Excerpted passage:
This [post](https://scikit-learn.org/stable/auto_examples/cross_decomposition/plot_pcr_vs_pls.html) by the *scikit-learn* team explains why it is useful in this context of having a small sample size and very high-dimensional (possibly correlated) output space.

In [10]:
from sklearn.model_selection import KFold

kf = KFold(n_splits=5, shuffle=True, random_state=42)

results = {}
for n_comp in [3, 5, 7, 10, 15]:
    scores = []
    for tr, va in kf.split(X):
        X_tr, X_va = X[tr], X[va]
        Y_tr, Y_va = Y_true[tr], Y_true[va]
        W_va = W_true[va]
        B_va = baseline_true[va]

        # train model pipeline
        pipeline = Pipeline([
            ("scaler", StandardScaler()),
            ("pls", PLSRegression(n_components=n_comp))
        ])
        pipeline.fit(X_tr, Y_tr)
        Y_pred = pipeline.predict(X_va)

        # metric evaluation
        fold_score = _score_impl(Y_va, Y_pred, W_va, B_va, eps=1e-12, max_log2=5.0, cos_left=0.0, cos_right=0.2)
        scores.append(fold_score)

    results[n_comp] = np.mean(scores)
    print(f"- components: {n_comp} :: metric: {np.mean(scores):.4f}")

Set task A: Copy out the stretch of the PLS cross-validation excerpt from "# metric evaluation" through "results[n_comp] = np.mean(scores)" word for word.
Set task B: List every number of components that the PLS cross-validation excerpt's loop tries.
The data after this point is separate material, unrelated to the PLS cross-validation excerpt.

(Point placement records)
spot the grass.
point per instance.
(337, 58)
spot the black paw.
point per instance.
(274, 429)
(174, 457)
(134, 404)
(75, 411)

Finished answer A:
# metric evaluation
        fold_score = _score_impl(Y_va, Y_pred, W_va, B_va, eps=1e-12, max_log2=5.0, cos_left=0.0, cos_right=0.2)
        scores.append(fold_score)

    results[n_comp] = np.mean(scores)

Finished answer B: 3, 5, 7, 10, 15